------ The records

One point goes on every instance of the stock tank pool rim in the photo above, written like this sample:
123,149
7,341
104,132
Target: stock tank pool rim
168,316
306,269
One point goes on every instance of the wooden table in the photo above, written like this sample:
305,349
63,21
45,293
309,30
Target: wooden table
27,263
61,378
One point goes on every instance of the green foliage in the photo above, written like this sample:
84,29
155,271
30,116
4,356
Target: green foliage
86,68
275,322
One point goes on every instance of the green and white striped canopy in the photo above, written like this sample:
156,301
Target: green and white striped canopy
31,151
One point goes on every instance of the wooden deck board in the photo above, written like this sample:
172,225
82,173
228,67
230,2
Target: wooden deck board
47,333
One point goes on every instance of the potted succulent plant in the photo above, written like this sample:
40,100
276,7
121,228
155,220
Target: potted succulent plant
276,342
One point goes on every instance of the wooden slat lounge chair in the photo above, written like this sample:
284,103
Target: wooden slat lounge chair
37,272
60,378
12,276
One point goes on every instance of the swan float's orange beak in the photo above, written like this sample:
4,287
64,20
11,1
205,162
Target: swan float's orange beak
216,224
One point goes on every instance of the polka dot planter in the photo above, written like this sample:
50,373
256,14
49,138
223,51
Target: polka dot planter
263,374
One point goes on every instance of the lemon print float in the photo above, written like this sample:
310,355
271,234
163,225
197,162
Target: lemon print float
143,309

------------

#### Instructions to follow:
Revise the data above, changing every "wooden" to "timber" and leaving all other text unchanged.

#### Answer to the exercise:
One point goes on every instance of the stock tank pool rim in the photo above, written like this sample:
123,149
7,341
104,132
Target: stock tank pool rim
168,316
306,269
One point goes on every instance of the timber table in the photo above, written like this sample:
305,349
63,21
45,293
309,30
Target: timber table
27,263
61,378
One point goes on every instance of the green foliage in the photo above, written like this sample:
84,29
155,271
30,116
4,356
Target: green foliage
86,68
275,322
One point goes on every instance of the green and white striped canopy in the photo above, written like this sample:
156,301
Target: green and white striped canopy
31,151
One point goes on every instance of the timber deck board in the photo above, written like this sample:
172,225
82,173
228,67
230,2
Target: timber deck board
47,333
One point goes on every instance of the potted succulent plant in the photo above, written like this sample:
40,100
276,7
121,228
155,220
Target: potted succulent plant
276,342
One point goes on every instance of the timber slat lounge chair in the photo above, written like this sample:
284,103
Target: timber slat lounge chair
37,272
60,378
12,276
One point goes on every instance of the swan float's orange beak in the photo above, written like this sample:
4,287
64,20
11,1
205,162
Target: swan float's orange beak
216,224
One point goes on every instance of the polka dot planter in the photo above, written like this sample:
50,373
256,14
49,138
223,51
Target: polka dot planter
263,374
One point goes on every instance of the lemon print float in the photo above, written like this sample:
310,355
271,234
163,225
197,162
Target: lemon print float
143,309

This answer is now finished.